(Beginning of Task data)

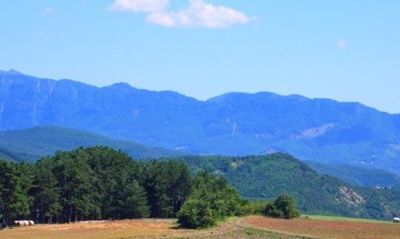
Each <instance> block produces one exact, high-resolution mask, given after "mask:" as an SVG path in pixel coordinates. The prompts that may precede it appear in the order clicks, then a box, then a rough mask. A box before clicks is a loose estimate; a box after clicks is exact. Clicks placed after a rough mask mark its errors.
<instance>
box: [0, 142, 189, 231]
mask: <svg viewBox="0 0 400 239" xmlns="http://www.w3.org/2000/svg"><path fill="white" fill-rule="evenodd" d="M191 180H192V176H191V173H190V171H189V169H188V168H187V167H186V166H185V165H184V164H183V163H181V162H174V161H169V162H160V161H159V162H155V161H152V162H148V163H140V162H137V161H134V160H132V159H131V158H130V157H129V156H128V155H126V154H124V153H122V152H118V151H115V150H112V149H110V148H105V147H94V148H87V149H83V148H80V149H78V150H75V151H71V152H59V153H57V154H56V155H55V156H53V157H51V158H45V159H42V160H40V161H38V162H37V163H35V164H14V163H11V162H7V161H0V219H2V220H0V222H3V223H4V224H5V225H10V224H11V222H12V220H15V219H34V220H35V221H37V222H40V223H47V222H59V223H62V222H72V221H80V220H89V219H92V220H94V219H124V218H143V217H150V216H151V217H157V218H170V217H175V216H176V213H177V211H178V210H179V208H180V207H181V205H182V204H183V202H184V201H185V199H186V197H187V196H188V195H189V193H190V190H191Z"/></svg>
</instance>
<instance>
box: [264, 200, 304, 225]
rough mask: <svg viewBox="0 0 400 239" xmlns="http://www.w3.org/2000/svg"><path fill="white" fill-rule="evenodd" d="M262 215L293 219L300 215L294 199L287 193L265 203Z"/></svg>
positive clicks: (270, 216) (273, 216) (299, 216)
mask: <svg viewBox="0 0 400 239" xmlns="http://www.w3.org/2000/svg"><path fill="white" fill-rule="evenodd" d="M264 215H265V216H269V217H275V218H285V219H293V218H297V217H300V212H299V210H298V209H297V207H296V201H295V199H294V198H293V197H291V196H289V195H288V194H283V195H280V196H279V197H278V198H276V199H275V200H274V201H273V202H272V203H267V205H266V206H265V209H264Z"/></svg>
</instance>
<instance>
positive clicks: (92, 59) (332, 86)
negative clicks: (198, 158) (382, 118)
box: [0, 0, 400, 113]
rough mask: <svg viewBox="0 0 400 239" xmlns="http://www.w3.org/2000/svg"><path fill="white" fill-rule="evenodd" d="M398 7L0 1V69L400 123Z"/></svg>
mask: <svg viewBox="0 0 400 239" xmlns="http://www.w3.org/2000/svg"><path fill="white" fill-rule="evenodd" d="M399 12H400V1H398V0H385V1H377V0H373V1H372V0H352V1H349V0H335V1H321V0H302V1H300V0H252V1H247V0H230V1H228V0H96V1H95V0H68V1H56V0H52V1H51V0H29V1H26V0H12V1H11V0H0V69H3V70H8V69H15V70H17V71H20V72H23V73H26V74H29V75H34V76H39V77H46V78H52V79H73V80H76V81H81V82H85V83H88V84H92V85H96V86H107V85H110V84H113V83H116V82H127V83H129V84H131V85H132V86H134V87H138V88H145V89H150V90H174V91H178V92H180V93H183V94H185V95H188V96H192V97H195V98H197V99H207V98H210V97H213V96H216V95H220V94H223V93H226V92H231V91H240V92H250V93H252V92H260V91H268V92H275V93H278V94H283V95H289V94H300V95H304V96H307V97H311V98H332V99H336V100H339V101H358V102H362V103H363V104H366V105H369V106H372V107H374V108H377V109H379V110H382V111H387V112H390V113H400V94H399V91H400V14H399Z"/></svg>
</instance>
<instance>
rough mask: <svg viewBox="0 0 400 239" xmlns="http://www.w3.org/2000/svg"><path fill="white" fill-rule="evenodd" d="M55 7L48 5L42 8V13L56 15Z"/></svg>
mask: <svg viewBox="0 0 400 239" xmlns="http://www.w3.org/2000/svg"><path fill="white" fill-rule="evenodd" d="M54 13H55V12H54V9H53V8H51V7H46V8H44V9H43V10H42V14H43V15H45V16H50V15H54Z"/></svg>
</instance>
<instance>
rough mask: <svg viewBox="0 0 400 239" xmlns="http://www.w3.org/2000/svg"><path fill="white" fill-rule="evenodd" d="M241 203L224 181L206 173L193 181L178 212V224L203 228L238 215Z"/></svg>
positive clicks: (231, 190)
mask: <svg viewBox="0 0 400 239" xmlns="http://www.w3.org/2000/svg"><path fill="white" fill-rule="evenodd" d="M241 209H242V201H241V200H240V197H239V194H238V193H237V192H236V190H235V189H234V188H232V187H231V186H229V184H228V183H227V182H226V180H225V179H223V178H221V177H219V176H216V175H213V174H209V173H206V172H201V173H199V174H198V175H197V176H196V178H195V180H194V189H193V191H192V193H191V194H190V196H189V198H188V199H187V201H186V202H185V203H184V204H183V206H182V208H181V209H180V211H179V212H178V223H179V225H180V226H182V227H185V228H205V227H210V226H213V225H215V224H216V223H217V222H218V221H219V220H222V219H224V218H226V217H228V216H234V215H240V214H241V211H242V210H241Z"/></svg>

(End of Task data)
(Beginning of Task data)

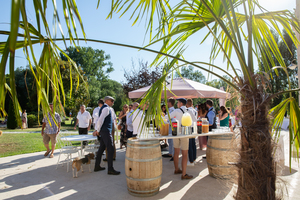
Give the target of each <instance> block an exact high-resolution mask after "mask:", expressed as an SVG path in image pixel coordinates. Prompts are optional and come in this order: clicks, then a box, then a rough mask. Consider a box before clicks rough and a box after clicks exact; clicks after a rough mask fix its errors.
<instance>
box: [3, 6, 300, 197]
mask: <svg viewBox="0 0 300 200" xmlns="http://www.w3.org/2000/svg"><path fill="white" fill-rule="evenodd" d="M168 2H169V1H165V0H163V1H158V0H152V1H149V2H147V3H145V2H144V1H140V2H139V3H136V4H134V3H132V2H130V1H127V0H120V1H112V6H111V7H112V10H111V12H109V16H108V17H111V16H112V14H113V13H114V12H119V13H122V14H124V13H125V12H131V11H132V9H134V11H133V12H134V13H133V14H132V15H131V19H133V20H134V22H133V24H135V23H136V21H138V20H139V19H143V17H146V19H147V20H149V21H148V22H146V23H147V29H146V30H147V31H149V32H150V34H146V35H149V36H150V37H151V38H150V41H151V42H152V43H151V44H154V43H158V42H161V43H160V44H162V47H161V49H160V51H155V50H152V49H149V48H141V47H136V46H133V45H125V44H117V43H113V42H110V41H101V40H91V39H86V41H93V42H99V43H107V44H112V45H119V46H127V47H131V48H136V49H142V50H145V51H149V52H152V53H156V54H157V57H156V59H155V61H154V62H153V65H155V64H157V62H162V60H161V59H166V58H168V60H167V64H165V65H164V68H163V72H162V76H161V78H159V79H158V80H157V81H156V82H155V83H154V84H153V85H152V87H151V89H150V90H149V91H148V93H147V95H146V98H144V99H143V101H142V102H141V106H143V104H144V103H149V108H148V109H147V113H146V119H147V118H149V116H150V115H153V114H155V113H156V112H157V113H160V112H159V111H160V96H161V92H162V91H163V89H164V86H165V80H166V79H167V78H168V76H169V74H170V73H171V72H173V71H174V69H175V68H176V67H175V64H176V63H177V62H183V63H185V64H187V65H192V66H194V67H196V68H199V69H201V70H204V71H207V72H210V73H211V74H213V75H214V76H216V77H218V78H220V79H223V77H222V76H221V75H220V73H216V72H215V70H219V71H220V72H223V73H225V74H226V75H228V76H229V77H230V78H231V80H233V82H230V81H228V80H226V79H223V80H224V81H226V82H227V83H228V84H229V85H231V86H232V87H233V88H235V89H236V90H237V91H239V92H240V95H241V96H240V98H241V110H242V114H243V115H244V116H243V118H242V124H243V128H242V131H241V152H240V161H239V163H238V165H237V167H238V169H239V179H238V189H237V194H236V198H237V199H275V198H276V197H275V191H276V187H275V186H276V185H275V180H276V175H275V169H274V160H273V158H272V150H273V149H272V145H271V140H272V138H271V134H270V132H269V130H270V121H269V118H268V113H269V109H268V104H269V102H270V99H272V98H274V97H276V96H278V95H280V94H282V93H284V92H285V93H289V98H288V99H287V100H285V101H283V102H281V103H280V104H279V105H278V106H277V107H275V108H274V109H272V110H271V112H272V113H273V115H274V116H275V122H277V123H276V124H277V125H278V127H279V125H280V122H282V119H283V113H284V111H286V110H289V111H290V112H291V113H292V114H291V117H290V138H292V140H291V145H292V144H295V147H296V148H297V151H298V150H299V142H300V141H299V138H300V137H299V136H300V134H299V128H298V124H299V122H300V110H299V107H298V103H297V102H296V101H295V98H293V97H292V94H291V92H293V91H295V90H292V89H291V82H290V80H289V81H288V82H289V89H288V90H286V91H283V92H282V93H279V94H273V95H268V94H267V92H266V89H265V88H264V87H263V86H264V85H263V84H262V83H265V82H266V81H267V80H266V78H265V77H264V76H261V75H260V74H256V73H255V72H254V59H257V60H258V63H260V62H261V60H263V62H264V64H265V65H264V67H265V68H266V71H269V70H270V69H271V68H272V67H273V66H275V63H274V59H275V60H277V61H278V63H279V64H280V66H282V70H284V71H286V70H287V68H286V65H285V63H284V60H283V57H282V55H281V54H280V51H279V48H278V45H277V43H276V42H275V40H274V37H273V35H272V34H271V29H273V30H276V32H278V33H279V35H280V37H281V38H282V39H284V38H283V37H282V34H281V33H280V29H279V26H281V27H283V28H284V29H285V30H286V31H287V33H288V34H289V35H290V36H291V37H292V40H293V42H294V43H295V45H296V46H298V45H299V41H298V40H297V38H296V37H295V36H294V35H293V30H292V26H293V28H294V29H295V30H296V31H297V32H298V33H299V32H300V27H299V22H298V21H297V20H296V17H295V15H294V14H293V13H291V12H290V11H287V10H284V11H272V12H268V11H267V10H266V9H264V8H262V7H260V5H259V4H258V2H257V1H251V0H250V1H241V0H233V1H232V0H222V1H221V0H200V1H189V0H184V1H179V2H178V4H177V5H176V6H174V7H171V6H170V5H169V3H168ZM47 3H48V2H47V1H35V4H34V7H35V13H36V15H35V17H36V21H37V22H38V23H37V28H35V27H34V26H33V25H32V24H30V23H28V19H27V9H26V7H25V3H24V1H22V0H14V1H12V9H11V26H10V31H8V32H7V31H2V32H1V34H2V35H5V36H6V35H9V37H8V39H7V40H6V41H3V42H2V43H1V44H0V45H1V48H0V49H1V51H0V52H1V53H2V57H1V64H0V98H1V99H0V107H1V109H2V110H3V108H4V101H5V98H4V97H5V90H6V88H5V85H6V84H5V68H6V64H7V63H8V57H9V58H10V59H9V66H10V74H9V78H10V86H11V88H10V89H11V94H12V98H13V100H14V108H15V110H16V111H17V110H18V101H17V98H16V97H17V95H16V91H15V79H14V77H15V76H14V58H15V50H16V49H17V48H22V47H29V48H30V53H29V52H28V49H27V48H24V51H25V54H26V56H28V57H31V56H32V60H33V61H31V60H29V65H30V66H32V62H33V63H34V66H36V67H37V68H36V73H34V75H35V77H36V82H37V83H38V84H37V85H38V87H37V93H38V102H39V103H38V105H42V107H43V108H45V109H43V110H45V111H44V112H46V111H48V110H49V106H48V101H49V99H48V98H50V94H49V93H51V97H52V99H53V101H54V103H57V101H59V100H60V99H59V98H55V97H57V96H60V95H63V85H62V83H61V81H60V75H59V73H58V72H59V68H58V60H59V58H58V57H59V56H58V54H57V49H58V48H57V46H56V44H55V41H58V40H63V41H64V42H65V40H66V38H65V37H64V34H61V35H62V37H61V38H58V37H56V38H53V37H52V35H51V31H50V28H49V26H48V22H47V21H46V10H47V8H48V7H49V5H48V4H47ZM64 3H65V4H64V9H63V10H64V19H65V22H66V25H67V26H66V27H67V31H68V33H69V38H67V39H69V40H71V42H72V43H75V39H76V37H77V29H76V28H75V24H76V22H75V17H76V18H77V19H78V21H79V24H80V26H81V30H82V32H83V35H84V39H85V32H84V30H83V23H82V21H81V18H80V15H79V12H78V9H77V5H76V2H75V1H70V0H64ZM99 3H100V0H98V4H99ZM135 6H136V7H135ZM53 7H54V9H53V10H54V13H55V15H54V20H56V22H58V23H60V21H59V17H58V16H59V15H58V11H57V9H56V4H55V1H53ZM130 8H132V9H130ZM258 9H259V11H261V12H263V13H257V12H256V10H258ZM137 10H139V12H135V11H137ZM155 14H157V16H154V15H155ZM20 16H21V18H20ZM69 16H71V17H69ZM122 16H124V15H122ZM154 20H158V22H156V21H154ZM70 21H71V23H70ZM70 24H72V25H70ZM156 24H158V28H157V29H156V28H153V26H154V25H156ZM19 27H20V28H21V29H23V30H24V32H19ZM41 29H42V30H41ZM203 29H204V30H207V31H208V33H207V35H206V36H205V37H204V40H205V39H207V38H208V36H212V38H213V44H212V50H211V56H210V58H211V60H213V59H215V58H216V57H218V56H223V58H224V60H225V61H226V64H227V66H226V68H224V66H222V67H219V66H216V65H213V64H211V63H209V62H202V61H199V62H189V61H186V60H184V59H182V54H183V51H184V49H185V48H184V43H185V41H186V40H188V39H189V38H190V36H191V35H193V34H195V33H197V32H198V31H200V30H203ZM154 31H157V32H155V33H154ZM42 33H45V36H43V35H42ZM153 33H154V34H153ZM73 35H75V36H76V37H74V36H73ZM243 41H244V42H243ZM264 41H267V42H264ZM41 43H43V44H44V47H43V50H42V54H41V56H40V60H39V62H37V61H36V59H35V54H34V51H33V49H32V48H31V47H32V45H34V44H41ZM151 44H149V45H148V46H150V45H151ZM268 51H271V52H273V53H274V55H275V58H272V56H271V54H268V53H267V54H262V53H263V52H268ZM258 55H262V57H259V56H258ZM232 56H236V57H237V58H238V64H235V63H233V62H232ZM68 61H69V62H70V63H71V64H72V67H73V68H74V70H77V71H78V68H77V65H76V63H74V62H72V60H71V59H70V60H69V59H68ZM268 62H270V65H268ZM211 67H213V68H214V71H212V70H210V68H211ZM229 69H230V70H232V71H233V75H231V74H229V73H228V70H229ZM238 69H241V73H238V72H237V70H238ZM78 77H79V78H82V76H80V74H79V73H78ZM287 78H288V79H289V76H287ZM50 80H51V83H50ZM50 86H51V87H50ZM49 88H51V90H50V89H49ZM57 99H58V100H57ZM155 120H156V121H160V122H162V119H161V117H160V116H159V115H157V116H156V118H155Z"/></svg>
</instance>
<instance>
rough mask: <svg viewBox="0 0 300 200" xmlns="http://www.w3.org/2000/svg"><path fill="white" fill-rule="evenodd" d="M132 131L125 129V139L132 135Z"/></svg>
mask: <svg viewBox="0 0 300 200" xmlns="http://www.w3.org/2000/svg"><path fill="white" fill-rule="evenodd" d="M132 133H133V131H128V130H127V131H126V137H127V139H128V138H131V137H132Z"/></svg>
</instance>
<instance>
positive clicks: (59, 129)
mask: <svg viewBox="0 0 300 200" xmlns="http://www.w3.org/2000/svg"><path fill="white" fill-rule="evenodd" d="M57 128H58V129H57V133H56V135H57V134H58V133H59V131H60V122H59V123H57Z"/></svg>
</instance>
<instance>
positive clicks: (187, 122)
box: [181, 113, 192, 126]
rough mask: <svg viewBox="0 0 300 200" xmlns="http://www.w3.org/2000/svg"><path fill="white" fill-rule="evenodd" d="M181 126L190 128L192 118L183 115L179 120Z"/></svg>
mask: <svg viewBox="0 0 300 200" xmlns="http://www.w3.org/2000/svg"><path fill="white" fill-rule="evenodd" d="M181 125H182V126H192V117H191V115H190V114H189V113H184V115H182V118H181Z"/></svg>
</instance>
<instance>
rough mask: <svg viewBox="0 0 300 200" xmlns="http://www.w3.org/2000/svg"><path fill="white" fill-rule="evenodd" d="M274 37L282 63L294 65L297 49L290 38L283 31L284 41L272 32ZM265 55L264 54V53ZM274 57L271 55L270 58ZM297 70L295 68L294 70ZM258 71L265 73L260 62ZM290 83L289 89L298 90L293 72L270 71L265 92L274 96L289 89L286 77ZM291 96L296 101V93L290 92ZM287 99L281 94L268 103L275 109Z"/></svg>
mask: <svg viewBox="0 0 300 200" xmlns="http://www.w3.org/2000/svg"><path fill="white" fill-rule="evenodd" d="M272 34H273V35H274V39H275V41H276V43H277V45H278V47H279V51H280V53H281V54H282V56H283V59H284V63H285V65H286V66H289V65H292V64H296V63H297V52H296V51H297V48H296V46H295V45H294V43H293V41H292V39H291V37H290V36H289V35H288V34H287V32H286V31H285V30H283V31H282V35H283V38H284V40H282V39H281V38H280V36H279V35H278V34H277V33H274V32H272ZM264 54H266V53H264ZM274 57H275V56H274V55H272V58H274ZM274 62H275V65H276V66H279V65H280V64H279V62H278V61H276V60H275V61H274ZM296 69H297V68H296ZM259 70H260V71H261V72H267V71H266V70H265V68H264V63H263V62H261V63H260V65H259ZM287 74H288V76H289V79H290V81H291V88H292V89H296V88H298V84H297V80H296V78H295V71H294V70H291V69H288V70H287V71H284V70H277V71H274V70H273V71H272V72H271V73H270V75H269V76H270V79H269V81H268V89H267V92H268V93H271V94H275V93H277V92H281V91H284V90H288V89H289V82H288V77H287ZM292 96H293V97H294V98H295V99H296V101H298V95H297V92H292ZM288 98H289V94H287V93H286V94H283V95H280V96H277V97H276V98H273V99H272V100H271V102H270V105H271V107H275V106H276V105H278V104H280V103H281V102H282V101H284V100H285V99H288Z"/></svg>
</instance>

(End of Task data)

Exercise goal:
Rewrite the part of the entries above that opens with the line containing "Each <instance> block produces" and closes with the line containing "box: [0, 142, 189, 231]" as a Markdown table with the columns Row and Line, one numbered row per line and no blank lines.

Solved exercise:
| Row | Line |
|---|---|
| 1 | Each <instance> block produces one exact, high-resolution mask, given after "mask:" as an SVG path in pixel coordinates. The prompts that may precede it appear in the order clicks, then a box, then a rough mask. A box before clicks is a loose estimate; a box after clicks is exact. Clicks placed after a rough mask mark its errors. |
| 2 | <instance> |
| 3 | box: [0, 142, 189, 231] |